======== Records for the task

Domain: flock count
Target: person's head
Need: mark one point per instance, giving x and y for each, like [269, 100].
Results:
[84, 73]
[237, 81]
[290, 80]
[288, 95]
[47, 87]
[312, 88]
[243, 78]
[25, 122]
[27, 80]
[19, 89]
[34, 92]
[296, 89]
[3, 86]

================

Objective — Rewrite the material above as a numbered list, leaving out any blank lines.

Solution to this task —
1. Domain: flock count
2. Target: person's head
3. Need: mark one point per instance, giving x and y for each, like [269, 100].
4. Results:
5. [84, 73]
6. [237, 81]
7. [290, 80]
8. [288, 95]
9. [47, 87]
10. [312, 88]
11. [243, 78]
12. [25, 122]
13. [27, 80]
14. [19, 89]
15. [34, 92]
16. [296, 89]
17. [3, 86]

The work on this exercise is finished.